## EXTRACT TO READ
◆ ◆ ◆

  • What are my thoughts on the critical literacy being discussed in this session?

Extra Resources

a ‘What is education?’ In depth discussion of the term “education” on infed.org
b Deschooling society Full book and audio of Ivan Illich’s classic text on schooling and society.
c Critical Literacy, Foundational Notes Luke, Allan (2012) – in Theory into Practice Journal, Routledge.
    • Angela Rickard says:

      Thanks for that Nessa – I do think it’s vital for everyone – teachers and students – to engage critically and I’ve become increasingly interested in how Development Education can be a vehicle for that in schools. And indeed I’ve have seen some great examples of students asking why and being proactive about learning.

      Looking at the “Why Critical Pedagogy” video above I was reminded of a viral video posted about a year ago to YouTube where a US high school student (Jeff Bliss) lashes out at his teacher for not engaging with the class and not getting them excited about learning. It highlights the responsibility teachers have even if it might be a little scary from a teacher’s perspective! But what is it they say – if it doesn’t frighten you it isn’t worth doing!?
      Here’s that rant: http://www.youtube.com/watch?v=iflIOklflrg

      Angela

  1. I will start with questions. Is this project aimed at developing an understanding of economics for adult learners? Is your pedagogical approach Freirean? If it is, then you must start ‘where the learner is at’ You must pose questions to the learner about their understanding of their own lives/issues/understandings and allow the learner to define the issues from their world view. This resource appears to be presenting a predefined problem to the learner from the outset. Telling the learner what the issues are before establishing a relationship with the learner and giving the learner the power to define the issue and the context in which it impacts their lives.

    Freire, like other successful adult educators Horton and Vella did not employ teachers when working with adult learners. The approach you present here may be successful with adult learners in third level institutions who are compliant and look to the teacher/lecturer to define their ‘world’, a pedagogical approach which is familiar within the formal education sector. In an adult community setting however, this approach is unlikely to develop the critical literacy required and so well advocated by Freire et al. Adult education invloves learners in a process of reflection analysis and action. It appears in this instance that the analysis was completed without the learner and that the learner will be presented with your analysis from your world view.

◆ ◆ ◆

(Collected data)
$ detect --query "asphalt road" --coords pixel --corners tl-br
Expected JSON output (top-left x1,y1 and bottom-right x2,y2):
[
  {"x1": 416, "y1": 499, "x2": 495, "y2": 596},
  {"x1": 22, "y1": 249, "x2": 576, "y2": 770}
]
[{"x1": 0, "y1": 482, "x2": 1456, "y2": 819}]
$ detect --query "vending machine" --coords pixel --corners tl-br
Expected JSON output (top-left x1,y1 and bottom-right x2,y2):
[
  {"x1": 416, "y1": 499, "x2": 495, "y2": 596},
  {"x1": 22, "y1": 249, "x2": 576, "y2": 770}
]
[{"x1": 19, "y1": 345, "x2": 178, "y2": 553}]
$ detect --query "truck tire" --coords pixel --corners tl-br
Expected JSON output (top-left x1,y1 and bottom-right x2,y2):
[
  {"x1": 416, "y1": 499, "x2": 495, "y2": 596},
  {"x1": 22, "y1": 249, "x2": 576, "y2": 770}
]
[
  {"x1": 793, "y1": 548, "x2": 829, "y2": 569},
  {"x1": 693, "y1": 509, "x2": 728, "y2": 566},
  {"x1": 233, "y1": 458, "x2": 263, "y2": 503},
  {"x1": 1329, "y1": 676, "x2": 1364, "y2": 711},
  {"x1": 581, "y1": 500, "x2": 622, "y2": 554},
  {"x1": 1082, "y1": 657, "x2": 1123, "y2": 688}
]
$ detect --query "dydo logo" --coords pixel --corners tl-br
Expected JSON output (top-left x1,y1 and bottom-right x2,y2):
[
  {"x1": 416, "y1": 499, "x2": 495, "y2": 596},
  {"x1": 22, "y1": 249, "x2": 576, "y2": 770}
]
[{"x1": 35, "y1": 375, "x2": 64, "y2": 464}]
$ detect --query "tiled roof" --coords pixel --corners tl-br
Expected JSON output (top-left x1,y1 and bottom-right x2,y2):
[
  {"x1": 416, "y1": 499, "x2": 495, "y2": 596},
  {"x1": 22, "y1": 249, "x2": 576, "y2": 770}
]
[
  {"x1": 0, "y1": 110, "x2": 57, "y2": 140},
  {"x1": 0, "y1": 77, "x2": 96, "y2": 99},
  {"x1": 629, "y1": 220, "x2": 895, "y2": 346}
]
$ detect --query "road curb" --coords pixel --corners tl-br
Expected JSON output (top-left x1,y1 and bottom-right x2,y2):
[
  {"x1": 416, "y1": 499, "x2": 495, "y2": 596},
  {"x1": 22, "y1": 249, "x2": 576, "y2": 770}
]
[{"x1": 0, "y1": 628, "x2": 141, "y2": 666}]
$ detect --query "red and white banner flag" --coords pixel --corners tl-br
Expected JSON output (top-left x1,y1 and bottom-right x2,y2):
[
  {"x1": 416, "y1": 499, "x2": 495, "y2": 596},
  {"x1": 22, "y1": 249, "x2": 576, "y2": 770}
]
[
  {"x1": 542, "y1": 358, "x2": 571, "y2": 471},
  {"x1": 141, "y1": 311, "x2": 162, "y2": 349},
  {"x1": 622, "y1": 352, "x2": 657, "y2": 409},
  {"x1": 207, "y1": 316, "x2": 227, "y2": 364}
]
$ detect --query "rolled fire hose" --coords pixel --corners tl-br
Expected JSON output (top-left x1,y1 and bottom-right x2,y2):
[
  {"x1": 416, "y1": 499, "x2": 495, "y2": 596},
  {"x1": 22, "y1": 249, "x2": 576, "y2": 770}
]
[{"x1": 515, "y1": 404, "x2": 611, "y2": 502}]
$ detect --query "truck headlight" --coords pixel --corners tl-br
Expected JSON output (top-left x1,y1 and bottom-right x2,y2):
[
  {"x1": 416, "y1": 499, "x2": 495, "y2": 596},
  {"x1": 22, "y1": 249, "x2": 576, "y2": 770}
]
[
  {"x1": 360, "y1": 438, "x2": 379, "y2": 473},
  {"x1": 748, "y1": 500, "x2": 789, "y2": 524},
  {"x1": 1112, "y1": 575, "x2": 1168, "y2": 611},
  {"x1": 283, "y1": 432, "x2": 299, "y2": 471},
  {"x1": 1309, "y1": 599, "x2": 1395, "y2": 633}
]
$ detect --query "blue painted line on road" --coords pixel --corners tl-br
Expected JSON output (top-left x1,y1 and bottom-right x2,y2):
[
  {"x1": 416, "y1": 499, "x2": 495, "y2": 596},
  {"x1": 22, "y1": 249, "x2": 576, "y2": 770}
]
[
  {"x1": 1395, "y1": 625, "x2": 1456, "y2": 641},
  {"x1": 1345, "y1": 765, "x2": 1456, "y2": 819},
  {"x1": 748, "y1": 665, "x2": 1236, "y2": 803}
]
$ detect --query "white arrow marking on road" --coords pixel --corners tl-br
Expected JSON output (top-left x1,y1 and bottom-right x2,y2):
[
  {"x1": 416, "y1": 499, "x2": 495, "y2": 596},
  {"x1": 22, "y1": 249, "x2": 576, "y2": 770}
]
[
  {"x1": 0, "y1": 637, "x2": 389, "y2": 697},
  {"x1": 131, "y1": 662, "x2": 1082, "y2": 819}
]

◆ ◆ ◆

## ACTIVITY 1
Summarize the forum excerpt in two sentences.
## ACTIVITY 2
From the forum excerpt, quote the passage that begins at the words "Freire, like other" and stops after "your world view.".

## WRITTEN RESPONSE 1
The excerpt lists extra resources on education, schooling and critical literacy, and in a comment Angela Rickard says it is vital for teachers and students to engage critically, recalling a viral video in which a US high school student lashes out at his teacher for not engaging with the class. A second comment argues that a Freirean approach must start "where the learner is at" and criticizes the resource for presenting the learner with a predefined problem and an analysis completed without the learner.

## WRITTEN RESPONSE 2
Freire, like other successful adult educators Horton and Vella did not employ teachers when working with adult learners. The approach you present here may be successful with adult learners in third level institutions who are compliant and look to the teacher/lecturer to define their ‘world’, a pedagogical approach which is familiar within the formal education sector. In an adult community setting however, this approach is unlikely to develop the critical literacy required and so well advocated by Freire et al. Adult education invloves learners in a process of reflection analysis and action. It appears in this instance that the analysis was completed without the learner and that the learner will be presented with your analysis from your world view.